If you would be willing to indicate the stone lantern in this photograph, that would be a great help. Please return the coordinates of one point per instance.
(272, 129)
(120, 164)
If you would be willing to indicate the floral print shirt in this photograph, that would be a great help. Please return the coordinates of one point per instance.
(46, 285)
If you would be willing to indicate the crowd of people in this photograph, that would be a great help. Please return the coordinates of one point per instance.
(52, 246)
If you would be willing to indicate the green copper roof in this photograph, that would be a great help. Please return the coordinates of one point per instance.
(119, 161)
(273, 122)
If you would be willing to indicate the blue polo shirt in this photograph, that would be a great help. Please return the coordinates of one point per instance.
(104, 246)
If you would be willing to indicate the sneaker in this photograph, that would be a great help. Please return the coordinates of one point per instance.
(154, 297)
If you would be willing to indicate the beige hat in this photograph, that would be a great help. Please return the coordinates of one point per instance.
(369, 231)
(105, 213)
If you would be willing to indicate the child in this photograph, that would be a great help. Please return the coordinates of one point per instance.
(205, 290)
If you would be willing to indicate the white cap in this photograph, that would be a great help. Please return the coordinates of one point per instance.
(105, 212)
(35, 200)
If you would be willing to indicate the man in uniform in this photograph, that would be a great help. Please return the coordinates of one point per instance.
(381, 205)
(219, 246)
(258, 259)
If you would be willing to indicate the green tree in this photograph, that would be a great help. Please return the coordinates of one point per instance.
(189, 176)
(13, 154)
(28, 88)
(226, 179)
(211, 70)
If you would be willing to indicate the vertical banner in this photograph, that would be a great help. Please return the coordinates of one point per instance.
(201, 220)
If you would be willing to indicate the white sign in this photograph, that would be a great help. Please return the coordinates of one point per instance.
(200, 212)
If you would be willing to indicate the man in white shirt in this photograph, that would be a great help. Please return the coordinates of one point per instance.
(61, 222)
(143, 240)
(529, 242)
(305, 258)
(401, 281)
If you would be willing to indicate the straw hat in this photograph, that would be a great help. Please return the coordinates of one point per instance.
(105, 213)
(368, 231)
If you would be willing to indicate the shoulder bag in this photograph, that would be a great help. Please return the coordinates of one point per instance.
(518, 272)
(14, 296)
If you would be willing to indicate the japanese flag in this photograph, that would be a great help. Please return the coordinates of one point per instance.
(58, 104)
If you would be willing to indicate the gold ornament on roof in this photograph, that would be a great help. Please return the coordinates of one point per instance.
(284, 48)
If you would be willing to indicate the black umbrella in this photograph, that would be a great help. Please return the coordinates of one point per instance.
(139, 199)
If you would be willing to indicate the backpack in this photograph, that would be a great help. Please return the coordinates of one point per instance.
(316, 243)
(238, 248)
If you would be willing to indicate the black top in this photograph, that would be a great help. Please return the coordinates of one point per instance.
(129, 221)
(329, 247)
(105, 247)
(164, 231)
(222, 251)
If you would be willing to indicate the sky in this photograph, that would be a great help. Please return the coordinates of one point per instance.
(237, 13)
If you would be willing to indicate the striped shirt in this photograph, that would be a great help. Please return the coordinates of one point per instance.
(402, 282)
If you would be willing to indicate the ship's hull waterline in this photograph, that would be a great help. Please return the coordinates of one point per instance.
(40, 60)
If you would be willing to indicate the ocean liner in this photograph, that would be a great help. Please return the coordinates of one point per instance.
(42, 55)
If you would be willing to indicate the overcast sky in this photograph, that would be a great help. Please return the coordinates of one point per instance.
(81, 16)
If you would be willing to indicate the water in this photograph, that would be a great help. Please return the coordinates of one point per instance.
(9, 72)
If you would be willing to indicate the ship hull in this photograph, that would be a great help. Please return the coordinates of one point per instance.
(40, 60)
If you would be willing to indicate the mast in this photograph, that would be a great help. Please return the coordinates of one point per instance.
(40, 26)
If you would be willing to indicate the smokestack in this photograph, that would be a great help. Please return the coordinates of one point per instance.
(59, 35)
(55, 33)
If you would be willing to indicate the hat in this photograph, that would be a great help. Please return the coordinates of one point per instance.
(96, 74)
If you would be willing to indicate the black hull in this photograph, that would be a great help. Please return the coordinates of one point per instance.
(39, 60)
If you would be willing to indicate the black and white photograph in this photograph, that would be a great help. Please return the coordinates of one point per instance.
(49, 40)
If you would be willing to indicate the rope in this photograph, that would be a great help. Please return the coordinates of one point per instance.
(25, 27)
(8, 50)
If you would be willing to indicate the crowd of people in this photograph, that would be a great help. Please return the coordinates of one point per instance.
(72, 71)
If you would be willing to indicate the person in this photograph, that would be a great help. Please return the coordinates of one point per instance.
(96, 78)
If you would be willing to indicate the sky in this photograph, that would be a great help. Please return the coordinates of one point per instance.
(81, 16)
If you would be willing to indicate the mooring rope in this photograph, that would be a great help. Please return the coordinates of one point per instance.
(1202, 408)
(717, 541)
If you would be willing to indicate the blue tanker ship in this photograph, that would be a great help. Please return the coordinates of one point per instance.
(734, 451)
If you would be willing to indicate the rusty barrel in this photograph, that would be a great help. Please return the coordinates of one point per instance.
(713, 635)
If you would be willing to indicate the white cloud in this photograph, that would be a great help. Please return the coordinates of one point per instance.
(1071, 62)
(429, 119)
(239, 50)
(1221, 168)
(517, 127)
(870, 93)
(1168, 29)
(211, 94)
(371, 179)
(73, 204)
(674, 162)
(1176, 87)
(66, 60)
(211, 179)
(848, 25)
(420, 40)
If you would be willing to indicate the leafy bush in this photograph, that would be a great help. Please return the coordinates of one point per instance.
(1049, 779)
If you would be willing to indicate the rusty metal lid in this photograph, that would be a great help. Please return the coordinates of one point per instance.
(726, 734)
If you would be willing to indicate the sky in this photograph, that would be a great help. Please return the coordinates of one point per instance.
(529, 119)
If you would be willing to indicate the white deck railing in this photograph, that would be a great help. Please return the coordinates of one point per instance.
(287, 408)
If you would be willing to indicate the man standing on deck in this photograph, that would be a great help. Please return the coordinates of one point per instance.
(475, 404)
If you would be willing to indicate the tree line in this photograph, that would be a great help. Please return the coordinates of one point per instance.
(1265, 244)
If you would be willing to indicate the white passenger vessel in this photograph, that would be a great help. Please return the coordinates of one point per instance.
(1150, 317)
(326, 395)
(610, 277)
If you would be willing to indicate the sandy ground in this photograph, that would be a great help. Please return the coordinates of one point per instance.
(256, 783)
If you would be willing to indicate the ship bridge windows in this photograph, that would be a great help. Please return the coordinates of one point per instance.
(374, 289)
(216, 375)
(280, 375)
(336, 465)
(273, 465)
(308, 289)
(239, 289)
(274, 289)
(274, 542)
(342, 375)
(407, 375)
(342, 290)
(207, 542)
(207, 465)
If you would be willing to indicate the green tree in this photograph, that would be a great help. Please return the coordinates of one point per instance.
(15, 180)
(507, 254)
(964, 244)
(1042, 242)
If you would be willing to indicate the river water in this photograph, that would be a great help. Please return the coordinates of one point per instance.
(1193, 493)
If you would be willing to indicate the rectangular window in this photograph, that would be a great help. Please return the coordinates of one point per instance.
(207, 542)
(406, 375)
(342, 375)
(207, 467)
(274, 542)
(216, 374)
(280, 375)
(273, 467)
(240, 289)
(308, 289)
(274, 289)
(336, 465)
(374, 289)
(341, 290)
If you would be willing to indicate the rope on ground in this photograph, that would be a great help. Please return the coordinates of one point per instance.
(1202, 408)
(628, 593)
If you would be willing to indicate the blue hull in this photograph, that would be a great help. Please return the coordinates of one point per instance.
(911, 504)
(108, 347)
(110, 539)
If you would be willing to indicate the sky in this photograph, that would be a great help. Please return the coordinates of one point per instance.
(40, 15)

• _SHORT TASK_:
Could you repeat all of the records above word for word, changing nothing?

• _EXERCISE SOLUTION_:
If you would be willing to indicate the stone lantern in this photograph, that would be a great help. Please return the coordinates of one point per instance.
(272, 129)
(120, 164)
If you would be willing to indicate the floral print shirt in this photograph, that would be a great help. Please return the coordinates of one point per instance.
(46, 285)
If you would be willing to indicate the crowd of people in this photograph, that would be a great help. Please return the coordinates of one point per instance.
(52, 246)
If you would be willing to indicate the green copper roof in this photograph, that would be a great help. Please return the coordinates of one point per instance.
(119, 161)
(273, 122)
If you would be willing to indicate the blue polo shirt in this photograph, that would be a great help. Please return the coordinates of one point per instance.
(104, 246)
If you would be willing to indicate the sneaker in this photograph, that would be a great help. Please return the coordinates of one point per instance.
(154, 297)
If you would be willing to indicate the beige hat in this photograph, that would be a great help. Please return the coordinates of one point per instance.
(369, 231)
(105, 213)
If you would be willing to indicate the child in this photograph, that would be a great help. Please return the coordinates of one point per instance.
(205, 290)
If you would be willing to indicate the white cap in this photograph, that would be a great help. Please return the coordinates of one point per instance.
(105, 212)
(35, 200)
If you would be willing to indicate the man in uniform in this photograph, that would be a great help. Please return the coordinates of one point per instance.
(381, 205)
(219, 246)
(258, 259)
If you would be willing to indicate the green tree in this photograph, that would be a great help. Please return the coordinates of one point per instance.
(189, 176)
(13, 154)
(28, 88)
(226, 179)
(211, 70)
If you would be willing to indicate the vertical banner in this photograph, that would be a great help. Please return the coordinates of one point per instance.
(201, 220)
If you would be willing to indicate the white sign in this photograph, that would be a great help. Please return the coordinates of one point per instance.
(200, 212)
If you would be willing to indicate the man in white shirt in this photograph, that would be a great help. Please return the coordinates of one point per instance.
(61, 222)
(143, 240)
(529, 242)
(305, 258)
(401, 281)
If you would be willing to indicate the straw hat in this photograph, that would be a great help. Please return the coordinates of one point per instance.
(105, 213)
(368, 231)
If you would be willing to indicate the shoulder bag in this photograph, that would be a great help. Please return the coordinates of one point per instance.
(518, 272)
(14, 296)
If you would be willing to indicate the japanese flag in this photograph, that would be a great help. Please return the coordinates of one point per instance.
(58, 104)
If you would be willing to indicate the gold ornament on roof in this photograph, that would be a great help. Please return the coordinates of one point per instance.
(284, 48)
If you would be willing to indicate the black umbrella in this photograph, that would be a great help. Please return the coordinates of one point per instance.
(139, 199)
If you would be willing to indicate the backpack in this photograph, that would be a great help. Please return the coordinates of one point per instance.
(316, 243)
(238, 248)
If you would be willing to indicate the black top in this photograph, that would be a great help. Please return the coordinates of one point per instance.
(129, 221)
(329, 247)
(105, 247)
(164, 231)
(222, 251)
If you would be willing to indicate the sky in this photograph, that would be a great help. Please return the coordinates of one point per instance.
(237, 13)
If you would be willing to indicate the striped shirt in this photograph, that would be a great help. Please return the coordinates of one point per instance.
(402, 282)
If you would be willing to indicate the ship's hull waterline in this photograph, that would be a great help. Please return the coordinates of one point per instance.
(40, 60)
If you would be willing to indicate the ocean liner in this photograph, that would be a great help. Please return the coordinates of one point per instance.
(42, 55)
If you would be willing to indicate the overcast sky in this photograph, that would be a great help. Please return the coordinates of one point per instance.
(81, 16)
If you would be willing to indicate the water in this photograph, that would be a great help. Please return the coordinates of one point per instance.
(9, 72)
If you would be willing to indicate the ship hull in this photograph, that would be a great help. Please return the coordinates of one point per instance.
(40, 60)
If you would be willing to indicate the mast in this photograph, that would be a great help. Please return the coordinates of one point per instance.
(40, 26)
If you would be willing to indicate the smokestack in this photograph, that would be a great help. Please return the coordinates of one point per instance.
(59, 35)
(55, 33)
If you would be willing to indicate the hat in this photograph, that would be a great help. Please return the coordinates of one point per instance.
(96, 74)
If you would be willing to indicate the black hull in this photograph, that would be a great help. Please return the coordinates of one point per instance.
(39, 60)
If you would be willing to indicate the black and white photograph in this photograph, that would be a great help. Please return the coordinates of one point per instance.
(49, 40)
If you would be willing to indicate the rope in this photograph, that would be a great help. Please return the coordinates of one point per instance.
(25, 27)
(8, 50)
If you would be willing to indicate the crowd of people in this photograph, that would be a great help. Please return the coordinates of one point per instance.
(72, 71)
If you would be willing to indicate the person in this photograph, that would be a great help. Please return the coordinates of one point per instance.
(96, 78)
If you would be willing to indicate the sky in this photograph, that would be a great help. Please return the coordinates of one point per instance.
(81, 16)
If you would be willing to indicate the mooring rope in this photograph, that would be a great help. Please return the coordinates of one point per instance.
(1202, 408)
(717, 541)
If you would be willing to indicate the blue tanker ship in this photograph, that would be a great help. Please return the coordinates of one point per instance.
(734, 451)
If you would be willing to indicate the rusty barrel in this photograph, that would be a great help. Please return the coordinates of one point per instance.
(713, 635)
If you would be willing to indicate the white cloud in this photograph, that would be a great help. Please return the coordinates of one point per instance.
(1071, 62)
(429, 119)
(239, 50)
(1221, 168)
(517, 127)
(870, 93)
(1168, 29)
(211, 94)
(371, 179)
(73, 204)
(674, 162)
(1176, 87)
(66, 60)
(211, 179)
(848, 25)
(420, 40)
If you would be willing to indicate the leafy bush in this photograph, that would be a great help. Please return the coordinates of one point per instance.
(1049, 779)
If you would be willing to indicate the rusty metal lid in this photograph, that would be a great help. Please return the coordinates of one point per instance.
(726, 734)
If you would be willing to indicate the sky in this photograph, that would be a great help. Please return the coordinates of one point per instance.
(529, 119)
If you would be willing to indicate the white deck railing in this photograph, that would be a great help. Please return the coordinates of one point per instance.
(287, 408)
If you would be willing to indicate the man standing on deck in this photograph, that would be a great help. Please return the coordinates of one point per instance.
(475, 404)
If you would be willing to indicate the tree line in this photograph, that would be a great help. Please return the coordinates of one point per instance.
(1265, 244)
If you would be willing to indicate the white passenger vessel in this photograph, that would be a great help. Please return the coordinates of one point per instance.
(1150, 317)
(326, 395)
(610, 277)
If you would be willing to indicate the sandy ground in this photograph, that would be a great help. Please return the coordinates of one point per instance.
(256, 783)
If you would be willing to indicate the ship bridge windows in this photograph, that would be a great help. Please return the coordinates of one point per instance.
(374, 289)
(216, 375)
(280, 375)
(336, 465)
(273, 465)
(308, 289)
(239, 289)
(274, 289)
(274, 542)
(342, 375)
(407, 375)
(342, 290)
(207, 542)
(207, 465)
If you would be willing to indicate the green tree in this photograph, that would be a great help. Please return the coordinates of one point per instance.
(15, 180)
(507, 254)
(964, 244)
(1042, 242)
If you would be willing to indicate the river water in this photograph, that would be a great help. Please return the coordinates of one point per instance.
(1193, 493)
If you would be willing to indicate the rectangular window in this photograph, that would be a great help. Please return the coordinates of one point per instance.
(207, 542)
(406, 375)
(342, 375)
(207, 467)
(274, 542)
(216, 374)
(280, 375)
(273, 467)
(240, 289)
(308, 289)
(274, 289)
(336, 465)
(374, 289)
(341, 290)
If you would be willing to indicate the rope on ground in this photograph, that would be a great help. Please return the coordinates of one point per instance.
(1202, 408)
(628, 593)
If you would be willing to indicate the blue hull in this photograph, that would be a great help. Please return the coordinates of one point per instance.
(911, 504)
(108, 347)
(110, 539)
If you would be willing to indicate the sky in this photograph, that would be a great help. Please return the coordinates of one point per instance.
(40, 15)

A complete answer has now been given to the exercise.